### [PROVIDED TEXT]
----

It says the new mechanism is necessary, accusing Hamas of siphoning off large amounts of aid. The UN denies that significant diversion takes place, reports the AP.
The GHF works with armed contractors, which is says is needed to distribute food safely. Aid groups have accused the foundation of militarising aid.
Palestinians in the Gaza Strip blocked and offloaded dozens of food trucks, the UN World Food Programme (WFP) said on Saturday, as desperation mounts after Israel’s monthslong blockade and airstrikes while talks of a ceasefire inch forward.
According to the Associated Press (AP), the WFP said that 77 trucks carrying aid, mostly flour, were stopped by hungry people who took the food before the trucks were able to reach their destination.
A nearly three-month Israeli blockade on Gaza has pushed the population to the brink of famine. While the pressure slightly eased in recent days as Israel allowed some aid to enter, organisations say there still is not nearly enough food getting in.
The WFP said the fear of starvation in Gaza is high despite the food aid that is entering now. “We need to flood communities with food for the next few days to calm anxieties and rebuild the trust with communities that more food is coming,” the agency said in a statement.
A witness in the southern city of Khan Younis told the AP that the UN convoy was stopped at a makeshift roadblock and offloaded by desperate civilians in their thousands. Most people carried bags of flour on their backs or heads. He said at one point a forklift was used to offload pallets from the stranded trucks. The witness spoke to the AP on condition of anonymity because of fear of reprisal.
The UN said earlier this month that Israeli authorities have forced them to use unsecured routes within areas controlled by the Israeli military in the eastern areas of Rafah and Khan Younis, where armed gangs are active and trucks were stopped.
The AP said that Israel’s military did not immediately respond to comment.
Israel is setting a dangerous precedent for international human rights law violations in Gaza that is making the whole world more dangerous, Norway’s international development minister has warned.
Norway has played a historical role in the region, including by facilitating the Oslo peace accords between Israel and the Palestinians that led to a celebrated breakthrough deal in 1993. Last year it recognised the Palestinian state, one of a minority of European countries to do so.
“For the last one and a half years we have seen very low respect for international law in the war in Gaza and in recent months it is worse than ever before,” Åsmund Aukrust said. “So for the Norwegian government it is very important to protest against this, to condemn this very clear violation.”
In addition to contributing to the worsening humanitarian catastrophe in Gaza, he said Israel’s actions posed a global threat to other and future conflicts.
“We are very concerned that there will be a new international standard where food is used as a weapon, where the UN is denied entrance to the war and conflict zone, and other NGOs are denied entrance,” he said. “And Israel is building up something they call Gaza Humanitarian Foundation (GHF), which is to militarise humanitarian aid.”
GHF, the controversial Israeli and US-backed logistical group, started distributing food in Gaza this week. Amid chaotic scenes, Israeli forces said they fired “warning shots” at a distribution centre. Gaza health officials said at least one civilian had been killed and 48 injured.

----

### [DATA EXTRACTS]
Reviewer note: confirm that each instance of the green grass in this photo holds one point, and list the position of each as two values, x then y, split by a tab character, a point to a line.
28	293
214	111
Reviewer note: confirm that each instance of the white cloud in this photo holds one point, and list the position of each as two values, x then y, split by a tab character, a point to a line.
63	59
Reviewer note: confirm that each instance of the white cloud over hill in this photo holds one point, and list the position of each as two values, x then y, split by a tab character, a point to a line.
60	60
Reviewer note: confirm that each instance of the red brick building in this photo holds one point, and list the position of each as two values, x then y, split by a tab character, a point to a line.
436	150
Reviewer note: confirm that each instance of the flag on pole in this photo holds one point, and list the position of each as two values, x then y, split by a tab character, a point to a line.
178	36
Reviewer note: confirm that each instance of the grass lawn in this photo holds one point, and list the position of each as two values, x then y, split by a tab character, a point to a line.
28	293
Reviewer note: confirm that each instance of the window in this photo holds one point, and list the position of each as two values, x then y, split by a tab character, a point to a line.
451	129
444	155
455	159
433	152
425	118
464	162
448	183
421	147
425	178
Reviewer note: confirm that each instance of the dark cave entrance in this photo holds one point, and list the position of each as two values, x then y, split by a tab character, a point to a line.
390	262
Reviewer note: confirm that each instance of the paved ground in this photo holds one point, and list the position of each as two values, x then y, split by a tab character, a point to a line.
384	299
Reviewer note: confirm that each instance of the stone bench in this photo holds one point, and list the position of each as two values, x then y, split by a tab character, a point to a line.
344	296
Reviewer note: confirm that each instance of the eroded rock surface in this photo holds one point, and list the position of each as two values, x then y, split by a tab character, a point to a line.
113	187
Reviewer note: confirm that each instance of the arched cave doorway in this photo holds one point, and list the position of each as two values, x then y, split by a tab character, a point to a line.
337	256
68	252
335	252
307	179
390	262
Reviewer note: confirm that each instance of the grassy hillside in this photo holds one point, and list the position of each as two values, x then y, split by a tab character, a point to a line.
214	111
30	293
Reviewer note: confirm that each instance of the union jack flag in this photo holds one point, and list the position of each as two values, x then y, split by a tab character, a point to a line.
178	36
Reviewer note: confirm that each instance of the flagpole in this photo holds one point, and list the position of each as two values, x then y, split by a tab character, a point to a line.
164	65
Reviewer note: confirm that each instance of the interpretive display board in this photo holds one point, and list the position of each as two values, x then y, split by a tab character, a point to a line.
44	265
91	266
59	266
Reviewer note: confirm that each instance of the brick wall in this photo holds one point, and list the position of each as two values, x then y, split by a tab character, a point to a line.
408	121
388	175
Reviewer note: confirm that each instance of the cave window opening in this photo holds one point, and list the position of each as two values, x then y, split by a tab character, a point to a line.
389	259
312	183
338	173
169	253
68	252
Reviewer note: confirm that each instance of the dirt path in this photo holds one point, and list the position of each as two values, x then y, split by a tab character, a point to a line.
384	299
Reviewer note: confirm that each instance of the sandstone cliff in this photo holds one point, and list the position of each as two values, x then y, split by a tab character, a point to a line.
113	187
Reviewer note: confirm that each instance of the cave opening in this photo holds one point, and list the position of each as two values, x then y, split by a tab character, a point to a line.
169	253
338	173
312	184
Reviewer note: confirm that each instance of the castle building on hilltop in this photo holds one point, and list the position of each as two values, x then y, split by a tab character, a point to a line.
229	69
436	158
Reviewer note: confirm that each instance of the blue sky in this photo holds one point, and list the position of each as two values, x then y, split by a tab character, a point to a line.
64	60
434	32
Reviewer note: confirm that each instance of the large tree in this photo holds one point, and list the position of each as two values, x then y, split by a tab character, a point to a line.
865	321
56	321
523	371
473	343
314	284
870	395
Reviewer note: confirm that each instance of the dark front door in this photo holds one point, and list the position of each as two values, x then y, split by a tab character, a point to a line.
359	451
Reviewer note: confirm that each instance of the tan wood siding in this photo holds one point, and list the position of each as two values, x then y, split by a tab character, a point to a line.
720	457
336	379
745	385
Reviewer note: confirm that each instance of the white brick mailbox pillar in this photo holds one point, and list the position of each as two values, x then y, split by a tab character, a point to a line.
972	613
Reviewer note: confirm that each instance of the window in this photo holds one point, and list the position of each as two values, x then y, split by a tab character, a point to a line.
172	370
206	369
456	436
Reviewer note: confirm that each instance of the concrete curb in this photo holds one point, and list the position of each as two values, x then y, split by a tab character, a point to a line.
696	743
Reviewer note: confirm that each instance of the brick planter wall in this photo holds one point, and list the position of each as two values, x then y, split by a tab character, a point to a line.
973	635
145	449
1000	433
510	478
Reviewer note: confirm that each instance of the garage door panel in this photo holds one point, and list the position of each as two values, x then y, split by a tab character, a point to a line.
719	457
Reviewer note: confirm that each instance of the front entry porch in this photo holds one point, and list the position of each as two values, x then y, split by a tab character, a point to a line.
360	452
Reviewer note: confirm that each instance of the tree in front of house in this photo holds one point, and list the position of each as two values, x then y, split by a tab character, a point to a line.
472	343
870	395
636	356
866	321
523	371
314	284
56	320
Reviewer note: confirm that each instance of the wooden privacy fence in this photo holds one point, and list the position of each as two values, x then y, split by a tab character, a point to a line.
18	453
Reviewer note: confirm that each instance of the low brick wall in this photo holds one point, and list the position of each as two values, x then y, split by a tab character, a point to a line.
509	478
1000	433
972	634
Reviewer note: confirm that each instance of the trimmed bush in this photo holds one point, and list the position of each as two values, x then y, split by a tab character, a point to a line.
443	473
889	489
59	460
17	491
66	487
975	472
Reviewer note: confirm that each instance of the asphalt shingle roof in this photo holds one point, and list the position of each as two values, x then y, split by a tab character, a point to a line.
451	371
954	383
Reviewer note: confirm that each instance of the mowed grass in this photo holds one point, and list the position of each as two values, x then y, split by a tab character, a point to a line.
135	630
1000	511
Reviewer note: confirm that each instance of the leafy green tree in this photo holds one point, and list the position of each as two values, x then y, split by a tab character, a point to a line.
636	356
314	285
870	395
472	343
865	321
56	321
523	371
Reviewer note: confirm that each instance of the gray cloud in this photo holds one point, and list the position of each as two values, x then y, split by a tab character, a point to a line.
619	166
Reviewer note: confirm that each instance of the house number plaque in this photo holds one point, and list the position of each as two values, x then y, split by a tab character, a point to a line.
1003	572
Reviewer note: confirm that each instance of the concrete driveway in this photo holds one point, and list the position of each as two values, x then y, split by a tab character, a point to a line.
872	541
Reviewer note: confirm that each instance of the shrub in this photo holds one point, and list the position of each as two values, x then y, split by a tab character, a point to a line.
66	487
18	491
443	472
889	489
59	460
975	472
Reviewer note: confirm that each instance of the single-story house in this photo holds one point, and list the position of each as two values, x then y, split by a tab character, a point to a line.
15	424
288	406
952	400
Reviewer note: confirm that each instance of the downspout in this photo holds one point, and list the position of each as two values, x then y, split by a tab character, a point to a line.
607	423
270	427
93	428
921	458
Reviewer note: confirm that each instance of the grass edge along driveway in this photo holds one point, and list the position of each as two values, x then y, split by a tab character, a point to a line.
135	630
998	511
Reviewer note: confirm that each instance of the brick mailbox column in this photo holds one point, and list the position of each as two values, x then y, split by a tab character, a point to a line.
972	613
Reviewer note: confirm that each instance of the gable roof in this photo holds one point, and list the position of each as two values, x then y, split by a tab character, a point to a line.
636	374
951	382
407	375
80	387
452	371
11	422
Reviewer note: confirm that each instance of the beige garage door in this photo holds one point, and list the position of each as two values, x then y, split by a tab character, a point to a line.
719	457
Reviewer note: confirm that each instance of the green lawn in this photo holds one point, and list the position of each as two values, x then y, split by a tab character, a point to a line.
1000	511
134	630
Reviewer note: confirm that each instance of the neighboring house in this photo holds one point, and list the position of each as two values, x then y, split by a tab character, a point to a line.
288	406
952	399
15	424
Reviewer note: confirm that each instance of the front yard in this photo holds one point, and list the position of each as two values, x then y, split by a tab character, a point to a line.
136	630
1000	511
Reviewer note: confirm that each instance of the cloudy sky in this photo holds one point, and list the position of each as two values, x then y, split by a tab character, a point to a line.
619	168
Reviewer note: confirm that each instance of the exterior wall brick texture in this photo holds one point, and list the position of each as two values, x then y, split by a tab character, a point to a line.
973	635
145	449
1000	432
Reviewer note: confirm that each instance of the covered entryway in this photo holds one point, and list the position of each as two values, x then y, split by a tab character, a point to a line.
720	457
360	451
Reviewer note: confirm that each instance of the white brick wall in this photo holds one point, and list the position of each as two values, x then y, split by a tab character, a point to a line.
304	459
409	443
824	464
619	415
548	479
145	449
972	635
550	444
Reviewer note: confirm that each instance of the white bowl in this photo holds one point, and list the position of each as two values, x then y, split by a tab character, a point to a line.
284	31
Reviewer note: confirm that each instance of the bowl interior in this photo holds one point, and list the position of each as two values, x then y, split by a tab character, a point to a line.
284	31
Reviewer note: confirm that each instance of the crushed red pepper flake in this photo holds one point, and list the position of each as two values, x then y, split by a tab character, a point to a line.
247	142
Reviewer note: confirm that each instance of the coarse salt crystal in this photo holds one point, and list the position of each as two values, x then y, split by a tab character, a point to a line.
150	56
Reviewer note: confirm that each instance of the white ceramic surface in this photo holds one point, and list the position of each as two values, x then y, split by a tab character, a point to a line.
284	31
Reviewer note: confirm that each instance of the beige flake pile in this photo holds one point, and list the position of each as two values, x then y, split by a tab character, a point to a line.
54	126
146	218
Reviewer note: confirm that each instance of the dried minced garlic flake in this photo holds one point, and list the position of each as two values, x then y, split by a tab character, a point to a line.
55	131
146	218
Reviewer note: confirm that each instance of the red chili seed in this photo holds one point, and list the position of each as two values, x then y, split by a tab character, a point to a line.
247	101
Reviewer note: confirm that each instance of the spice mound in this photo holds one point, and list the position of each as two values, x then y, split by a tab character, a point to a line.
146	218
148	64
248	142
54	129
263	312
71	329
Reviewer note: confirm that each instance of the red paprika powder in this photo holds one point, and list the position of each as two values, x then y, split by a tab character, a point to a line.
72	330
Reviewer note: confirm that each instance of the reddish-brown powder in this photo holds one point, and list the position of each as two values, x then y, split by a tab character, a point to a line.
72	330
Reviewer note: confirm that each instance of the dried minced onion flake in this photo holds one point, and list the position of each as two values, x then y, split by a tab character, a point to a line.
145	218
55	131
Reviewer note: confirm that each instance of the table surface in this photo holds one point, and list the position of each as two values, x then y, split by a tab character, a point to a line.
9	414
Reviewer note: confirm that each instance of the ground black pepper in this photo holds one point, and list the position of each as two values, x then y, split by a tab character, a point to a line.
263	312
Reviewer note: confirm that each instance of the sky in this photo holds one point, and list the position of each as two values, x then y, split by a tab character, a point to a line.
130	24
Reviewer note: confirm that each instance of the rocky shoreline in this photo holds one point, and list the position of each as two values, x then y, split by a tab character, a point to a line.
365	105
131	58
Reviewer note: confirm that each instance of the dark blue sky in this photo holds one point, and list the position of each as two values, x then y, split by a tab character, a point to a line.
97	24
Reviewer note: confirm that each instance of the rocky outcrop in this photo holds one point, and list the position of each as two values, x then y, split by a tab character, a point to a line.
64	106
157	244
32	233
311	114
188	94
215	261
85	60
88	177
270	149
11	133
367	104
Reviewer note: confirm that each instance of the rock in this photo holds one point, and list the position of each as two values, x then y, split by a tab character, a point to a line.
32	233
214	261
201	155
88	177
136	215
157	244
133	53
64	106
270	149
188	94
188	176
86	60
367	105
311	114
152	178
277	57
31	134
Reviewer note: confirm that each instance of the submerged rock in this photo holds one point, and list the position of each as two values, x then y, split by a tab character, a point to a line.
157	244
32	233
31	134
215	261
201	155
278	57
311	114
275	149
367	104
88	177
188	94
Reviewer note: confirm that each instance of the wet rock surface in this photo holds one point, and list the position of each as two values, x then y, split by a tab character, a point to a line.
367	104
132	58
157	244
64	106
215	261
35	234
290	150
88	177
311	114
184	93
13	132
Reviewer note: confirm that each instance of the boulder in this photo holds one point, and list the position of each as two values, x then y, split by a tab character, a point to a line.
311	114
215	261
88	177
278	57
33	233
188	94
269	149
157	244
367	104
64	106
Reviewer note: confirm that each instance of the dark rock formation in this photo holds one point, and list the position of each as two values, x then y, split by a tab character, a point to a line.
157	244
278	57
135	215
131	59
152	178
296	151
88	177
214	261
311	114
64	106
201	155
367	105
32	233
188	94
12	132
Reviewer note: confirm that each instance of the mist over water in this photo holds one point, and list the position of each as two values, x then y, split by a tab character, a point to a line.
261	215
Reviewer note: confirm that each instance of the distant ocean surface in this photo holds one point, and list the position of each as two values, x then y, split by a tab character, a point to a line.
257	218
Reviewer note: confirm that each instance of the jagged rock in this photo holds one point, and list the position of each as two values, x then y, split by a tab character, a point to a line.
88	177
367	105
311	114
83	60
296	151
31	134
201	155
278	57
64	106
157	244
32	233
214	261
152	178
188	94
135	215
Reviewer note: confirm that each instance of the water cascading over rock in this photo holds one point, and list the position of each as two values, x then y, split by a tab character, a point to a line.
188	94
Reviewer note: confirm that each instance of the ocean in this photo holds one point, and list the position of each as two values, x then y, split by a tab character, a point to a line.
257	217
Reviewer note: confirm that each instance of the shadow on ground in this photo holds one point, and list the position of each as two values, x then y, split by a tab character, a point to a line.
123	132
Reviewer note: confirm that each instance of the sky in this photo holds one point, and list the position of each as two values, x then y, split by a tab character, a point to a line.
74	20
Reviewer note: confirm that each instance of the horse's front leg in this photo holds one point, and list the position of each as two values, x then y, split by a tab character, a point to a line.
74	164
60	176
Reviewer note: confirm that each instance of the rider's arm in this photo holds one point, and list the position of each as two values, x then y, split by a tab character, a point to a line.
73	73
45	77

----

### [REQUIRED TASKS]
1 > Answer these from the Gaza article:
(a) According to the WFP, how many trucks carrying aid were stopped?
(b) In what year did the Oslo peace accords lead to a breakthrough deal?
(c) What casualty figures did Gaza health officials give after the shooting at the distribution centre?
2 > Render this sentence from the Gaza article in Spanish: "A nearly three-month Israeli blockade on Gaza has pushed the population to the brink of famine."
3 > Transcribe the part of the Gaza article that begins at the words "The UN said" and stops after "respond to comment.".

### [ACTIVITY ANSWERS]
1 >
(a) 77 trucks, carrying mostly flour.
(b) 1993.
(c) At least one civilian killed and 48 injured.

2 > Un bloqueo israelí de casi tres meses sobre Gaza ha llevado a la población al borde de la hambruna.

3 >
The UN said earlier this month that Israeli authorities have forced them to use unsecured routes within areas controlled by the Israeli military in the eastern areas of Rafah and Khan Younis, where armed gangs are active and trucks were stopped.
The AP said that Israel’s military did not immediately respond to comment.